## Start Record excerpts
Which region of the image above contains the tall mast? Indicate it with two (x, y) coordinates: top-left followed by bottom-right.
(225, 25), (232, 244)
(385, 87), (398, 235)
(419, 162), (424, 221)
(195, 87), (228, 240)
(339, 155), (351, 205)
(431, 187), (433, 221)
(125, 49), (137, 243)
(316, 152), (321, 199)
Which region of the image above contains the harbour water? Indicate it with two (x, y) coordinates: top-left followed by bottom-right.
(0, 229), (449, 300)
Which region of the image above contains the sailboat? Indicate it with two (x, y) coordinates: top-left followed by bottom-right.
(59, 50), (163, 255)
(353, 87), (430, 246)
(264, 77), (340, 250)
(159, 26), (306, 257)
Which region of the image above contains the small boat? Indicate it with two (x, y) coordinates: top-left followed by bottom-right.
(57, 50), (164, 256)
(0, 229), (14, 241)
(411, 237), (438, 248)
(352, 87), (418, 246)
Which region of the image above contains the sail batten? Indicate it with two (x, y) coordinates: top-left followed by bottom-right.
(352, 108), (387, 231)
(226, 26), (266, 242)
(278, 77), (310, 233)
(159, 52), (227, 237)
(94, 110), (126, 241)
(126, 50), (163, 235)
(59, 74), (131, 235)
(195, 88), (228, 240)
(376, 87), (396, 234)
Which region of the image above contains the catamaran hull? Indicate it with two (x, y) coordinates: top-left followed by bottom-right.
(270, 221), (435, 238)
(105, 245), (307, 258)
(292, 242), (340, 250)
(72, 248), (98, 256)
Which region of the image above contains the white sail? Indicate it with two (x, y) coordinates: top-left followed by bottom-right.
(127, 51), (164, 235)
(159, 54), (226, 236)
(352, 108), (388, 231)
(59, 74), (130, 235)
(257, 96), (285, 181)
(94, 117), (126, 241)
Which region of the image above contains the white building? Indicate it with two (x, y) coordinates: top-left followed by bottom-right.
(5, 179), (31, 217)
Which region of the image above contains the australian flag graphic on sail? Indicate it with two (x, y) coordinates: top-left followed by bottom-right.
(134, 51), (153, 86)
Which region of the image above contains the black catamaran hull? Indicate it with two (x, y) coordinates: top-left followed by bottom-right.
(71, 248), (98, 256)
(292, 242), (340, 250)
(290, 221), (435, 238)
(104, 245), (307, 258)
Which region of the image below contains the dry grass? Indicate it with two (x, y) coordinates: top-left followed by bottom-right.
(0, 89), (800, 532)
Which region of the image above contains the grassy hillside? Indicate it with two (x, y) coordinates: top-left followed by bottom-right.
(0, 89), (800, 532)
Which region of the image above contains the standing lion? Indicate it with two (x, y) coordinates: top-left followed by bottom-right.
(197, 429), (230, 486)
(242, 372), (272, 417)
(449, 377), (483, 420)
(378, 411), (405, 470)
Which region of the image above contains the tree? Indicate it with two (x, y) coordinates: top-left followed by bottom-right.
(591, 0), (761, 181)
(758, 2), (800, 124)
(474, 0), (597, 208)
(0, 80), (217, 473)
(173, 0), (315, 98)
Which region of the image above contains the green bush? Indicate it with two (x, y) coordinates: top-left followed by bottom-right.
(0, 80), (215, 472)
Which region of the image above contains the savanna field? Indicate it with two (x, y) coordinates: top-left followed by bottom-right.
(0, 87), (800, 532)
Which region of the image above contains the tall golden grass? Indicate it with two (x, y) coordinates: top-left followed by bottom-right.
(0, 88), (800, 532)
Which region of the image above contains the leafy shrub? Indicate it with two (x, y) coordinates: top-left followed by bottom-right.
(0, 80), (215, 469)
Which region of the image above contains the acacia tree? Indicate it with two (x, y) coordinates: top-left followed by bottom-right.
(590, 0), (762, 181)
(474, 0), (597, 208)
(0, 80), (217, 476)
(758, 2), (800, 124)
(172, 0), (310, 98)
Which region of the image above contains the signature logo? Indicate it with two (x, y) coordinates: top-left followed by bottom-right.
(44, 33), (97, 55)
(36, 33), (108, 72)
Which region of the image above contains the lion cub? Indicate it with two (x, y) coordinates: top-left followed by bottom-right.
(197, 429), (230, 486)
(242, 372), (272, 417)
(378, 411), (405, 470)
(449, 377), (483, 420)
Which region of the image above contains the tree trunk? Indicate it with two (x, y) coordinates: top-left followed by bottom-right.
## End Record excerpts
◆ Given problem
Update the lines from the first one through the line holding "(159, 26), (306, 257)", both included, so that "sailboat" becomes "yacht" and everything else stays the same.

◆ Exercise solution
Which region of the image above contains the tall mast? Indicate it with two (x, y) coordinates: top-left followed by bottom-right.
(225, 25), (232, 244)
(385, 87), (398, 235)
(419, 162), (424, 221)
(195, 87), (228, 240)
(339, 155), (351, 205)
(431, 187), (433, 221)
(125, 49), (137, 243)
(316, 152), (321, 199)
Which region of the image above contains the harbour water? Indicate it with two (x, y) coordinates: top-left followed by bottom-right.
(0, 229), (449, 300)
Which region of the image above contains the yacht? Indicate it with two (x, y) coordinates: top-left followed by bottom-right.
(59, 50), (163, 255)
(353, 87), (430, 246)
(264, 77), (340, 250)
(159, 26), (306, 257)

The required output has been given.